WHAT THE TASK ASKS —
Answer these from the memorandum opinion below:
(a) In what year did the plaintiffs file their initial complaint?
(b) Which counts do the plaintiffs assert directly against the New England Fishery Management Council?
(c) In what year did Congress enact the Magnuson-Stevens Fishery Conservation and Management Act?

PASSAGE SHOWN —
════════

United States District Court, District of Columbia
MICHAEL S. FLAHERTY et al., Plaintiffs,
v.
WILBUR ROSS et al., Defendants.
MEMORANDUM OPINION
TIMOTHY J. KELLY UNITED STATES DISTRICT JUDGE
Plaintiffs
Michael Flaherty, Captain Alan Hastbacka, and the Ocean River
Institute filed their initial complaint in 2011. They sued
the Secretary of Commerce, the National Oceanic and
Atmospheric Administration, and the National Marine Fisheries
Service (“the Service”), alleging that Defendants
violated the Magnuson-Stevens Act and the Administrative
Procedure Act in amending a federal fishery management plan
covering the Atlantic herring fishery in the northeastern
United States.
Over
the course of the litigation, including multiple rulings from
this Court, Plaintiffs have several times amended or
supplemented their complaint, updating their challenges to
reflect Defendants' subsequent amendments to the plan.
Perhaps frustrated with what they perceived as an inability
to compel the specific changes to the plan they seek,
Plaintiffs most recently amended their complaint to include
two claims. They assert those claims-Count II and Count
III-directly against the New England Fishery Management
Council (“the Council”), the body that developed
the plan at issue and proposed it to Defendants. But
Plaintiffs face an ultimately fatal obstacle: the Council is
not an “agency” as that term is defined under the
Administrative Procedure Act. And Defendants, along with the
Sustainable Fisheries Coalition
(“Defendant-Intervenor”), which intervened as a
defendant, have filed motions to dismiss Counts II and III on
that basis, among others. Because the Court holds that the
Council is not an “agency” as defined under the
Administrative Procedure Act, the Court lacks jurisdiction
over Plaintiffs' claims against it and Counts II and III
must be dismissed. Accordingly, and for the reasons explained
below, the motions will be granted.
I.
Factual and Procedural Background
A.
The Magnuson-Stevens Act
Congress
enacted the Magnuson-Stevens Fishery Conservation and
Management Act (the “MSA” or “Act”),
16 U.S.C. § 1801 et seq., in 1976 to conserve
and manage the Nation's fishery resources. The Act
establishes a “national program for the conservation
and management of those resources with the aim to
“prevent overfishing, to rebuild overfished stocks, to
insure conservation, to facilitate long-term protection of
essential fish habitats, and to realize the full potential of
the Nation's fishery resources.” Id.

════════

INFORMATION PROVIDED —
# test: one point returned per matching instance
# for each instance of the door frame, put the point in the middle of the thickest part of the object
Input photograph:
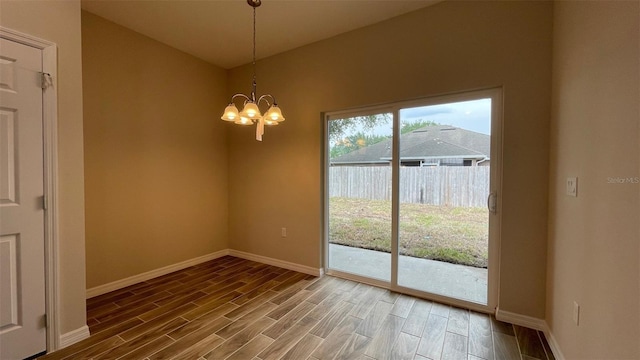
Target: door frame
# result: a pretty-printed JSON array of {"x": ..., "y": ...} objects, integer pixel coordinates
[
  {"x": 493, "y": 286},
  {"x": 50, "y": 158}
]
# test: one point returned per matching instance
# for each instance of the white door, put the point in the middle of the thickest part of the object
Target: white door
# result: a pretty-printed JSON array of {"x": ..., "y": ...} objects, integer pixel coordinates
[{"x": 22, "y": 255}]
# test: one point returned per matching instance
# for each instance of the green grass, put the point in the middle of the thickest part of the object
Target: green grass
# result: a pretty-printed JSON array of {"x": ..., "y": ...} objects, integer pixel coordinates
[{"x": 456, "y": 235}]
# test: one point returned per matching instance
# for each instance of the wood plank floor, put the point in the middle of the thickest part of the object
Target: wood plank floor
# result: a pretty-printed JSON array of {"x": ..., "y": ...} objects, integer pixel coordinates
[{"x": 231, "y": 308}]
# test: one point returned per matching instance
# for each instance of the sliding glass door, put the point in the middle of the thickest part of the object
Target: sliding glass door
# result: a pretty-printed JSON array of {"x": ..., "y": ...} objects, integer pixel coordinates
[
  {"x": 359, "y": 194},
  {"x": 411, "y": 196}
]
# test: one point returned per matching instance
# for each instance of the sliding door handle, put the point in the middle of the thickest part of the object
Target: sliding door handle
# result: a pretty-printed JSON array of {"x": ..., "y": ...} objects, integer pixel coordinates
[{"x": 492, "y": 201}]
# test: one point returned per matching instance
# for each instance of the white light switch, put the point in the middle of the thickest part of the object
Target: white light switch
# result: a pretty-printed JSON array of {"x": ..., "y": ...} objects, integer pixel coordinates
[{"x": 572, "y": 186}]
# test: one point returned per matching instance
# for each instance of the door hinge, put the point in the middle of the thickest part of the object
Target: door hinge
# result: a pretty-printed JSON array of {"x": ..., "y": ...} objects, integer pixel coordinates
[{"x": 45, "y": 80}]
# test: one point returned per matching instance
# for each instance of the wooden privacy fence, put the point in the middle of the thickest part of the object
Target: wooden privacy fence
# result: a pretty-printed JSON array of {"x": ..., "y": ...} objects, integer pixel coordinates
[{"x": 459, "y": 186}]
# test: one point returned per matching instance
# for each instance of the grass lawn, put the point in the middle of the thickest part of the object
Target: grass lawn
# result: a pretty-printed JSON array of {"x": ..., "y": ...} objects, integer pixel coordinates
[{"x": 452, "y": 234}]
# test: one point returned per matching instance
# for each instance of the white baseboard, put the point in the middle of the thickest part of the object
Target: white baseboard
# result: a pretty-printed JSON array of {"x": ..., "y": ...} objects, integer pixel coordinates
[
  {"x": 73, "y": 337},
  {"x": 279, "y": 263},
  {"x": 532, "y": 323},
  {"x": 119, "y": 284},
  {"x": 522, "y": 320},
  {"x": 555, "y": 348}
]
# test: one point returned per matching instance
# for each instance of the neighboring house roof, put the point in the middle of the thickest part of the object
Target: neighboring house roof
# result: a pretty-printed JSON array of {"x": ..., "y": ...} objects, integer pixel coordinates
[{"x": 426, "y": 143}]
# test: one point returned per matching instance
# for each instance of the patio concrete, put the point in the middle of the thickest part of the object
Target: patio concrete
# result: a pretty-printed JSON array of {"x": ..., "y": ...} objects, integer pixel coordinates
[{"x": 437, "y": 277}]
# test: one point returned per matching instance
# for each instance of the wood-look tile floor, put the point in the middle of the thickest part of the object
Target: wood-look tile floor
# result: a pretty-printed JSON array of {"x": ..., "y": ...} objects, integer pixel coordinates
[{"x": 231, "y": 308}]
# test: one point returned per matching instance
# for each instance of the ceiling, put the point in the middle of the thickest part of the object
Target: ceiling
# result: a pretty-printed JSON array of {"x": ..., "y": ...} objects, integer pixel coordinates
[{"x": 219, "y": 31}]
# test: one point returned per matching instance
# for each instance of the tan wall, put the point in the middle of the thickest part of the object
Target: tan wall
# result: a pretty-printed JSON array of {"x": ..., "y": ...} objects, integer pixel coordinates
[
  {"x": 449, "y": 47},
  {"x": 594, "y": 238},
  {"x": 155, "y": 153},
  {"x": 59, "y": 22}
]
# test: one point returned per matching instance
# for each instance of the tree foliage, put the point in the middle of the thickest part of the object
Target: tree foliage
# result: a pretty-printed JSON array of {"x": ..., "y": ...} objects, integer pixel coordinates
[{"x": 350, "y": 134}]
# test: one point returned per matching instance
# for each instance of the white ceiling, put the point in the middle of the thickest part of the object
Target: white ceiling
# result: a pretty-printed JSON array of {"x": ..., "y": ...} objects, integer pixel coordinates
[{"x": 219, "y": 31}]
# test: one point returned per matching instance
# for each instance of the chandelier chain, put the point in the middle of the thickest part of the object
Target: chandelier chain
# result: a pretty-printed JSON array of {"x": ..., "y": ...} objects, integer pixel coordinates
[{"x": 254, "y": 46}]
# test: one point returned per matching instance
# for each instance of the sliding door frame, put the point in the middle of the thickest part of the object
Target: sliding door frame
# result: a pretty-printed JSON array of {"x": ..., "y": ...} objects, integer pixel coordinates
[{"x": 495, "y": 94}]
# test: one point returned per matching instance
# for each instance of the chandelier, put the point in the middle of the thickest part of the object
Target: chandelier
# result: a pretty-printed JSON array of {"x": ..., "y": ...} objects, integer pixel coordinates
[{"x": 250, "y": 113}]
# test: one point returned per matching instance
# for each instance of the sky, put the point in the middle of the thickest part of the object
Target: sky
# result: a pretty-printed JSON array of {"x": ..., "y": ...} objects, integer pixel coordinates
[{"x": 472, "y": 115}]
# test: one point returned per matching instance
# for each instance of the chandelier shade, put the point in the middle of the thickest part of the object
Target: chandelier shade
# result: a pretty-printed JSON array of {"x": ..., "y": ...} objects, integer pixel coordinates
[{"x": 251, "y": 113}]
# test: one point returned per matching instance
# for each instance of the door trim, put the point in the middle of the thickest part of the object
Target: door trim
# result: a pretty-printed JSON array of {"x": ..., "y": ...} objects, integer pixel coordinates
[{"x": 50, "y": 158}]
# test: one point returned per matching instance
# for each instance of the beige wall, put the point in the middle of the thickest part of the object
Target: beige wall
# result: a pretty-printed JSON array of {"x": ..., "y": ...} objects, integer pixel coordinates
[
  {"x": 449, "y": 47},
  {"x": 594, "y": 238},
  {"x": 59, "y": 22},
  {"x": 155, "y": 153}
]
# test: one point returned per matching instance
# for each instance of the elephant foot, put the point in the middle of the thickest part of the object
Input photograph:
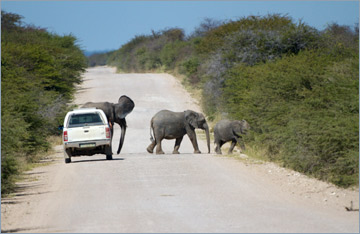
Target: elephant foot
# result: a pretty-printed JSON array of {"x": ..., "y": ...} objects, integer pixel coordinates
[{"x": 150, "y": 150}]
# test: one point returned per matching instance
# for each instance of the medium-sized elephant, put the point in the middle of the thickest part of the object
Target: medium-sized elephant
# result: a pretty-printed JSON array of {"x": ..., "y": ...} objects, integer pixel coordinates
[
  {"x": 226, "y": 130},
  {"x": 115, "y": 113},
  {"x": 174, "y": 125}
]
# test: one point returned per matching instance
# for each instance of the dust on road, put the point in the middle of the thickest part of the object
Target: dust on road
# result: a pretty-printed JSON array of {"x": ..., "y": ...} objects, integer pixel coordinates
[{"x": 142, "y": 192}]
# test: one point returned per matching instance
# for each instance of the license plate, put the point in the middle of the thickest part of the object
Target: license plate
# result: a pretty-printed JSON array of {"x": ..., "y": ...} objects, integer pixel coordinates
[{"x": 87, "y": 145}]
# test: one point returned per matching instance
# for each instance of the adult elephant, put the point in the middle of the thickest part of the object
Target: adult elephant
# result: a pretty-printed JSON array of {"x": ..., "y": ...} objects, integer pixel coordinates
[
  {"x": 226, "y": 130},
  {"x": 115, "y": 113},
  {"x": 174, "y": 125}
]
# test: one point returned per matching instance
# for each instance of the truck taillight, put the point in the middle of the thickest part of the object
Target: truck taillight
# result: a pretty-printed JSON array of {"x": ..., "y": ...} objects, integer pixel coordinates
[
  {"x": 107, "y": 132},
  {"x": 65, "y": 136}
]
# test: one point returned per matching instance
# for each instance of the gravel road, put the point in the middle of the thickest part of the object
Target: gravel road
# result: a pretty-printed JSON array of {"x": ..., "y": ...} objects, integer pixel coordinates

════════

TASK RESULT —
(a) 2011
(b) Count II and Count III
(c) 1976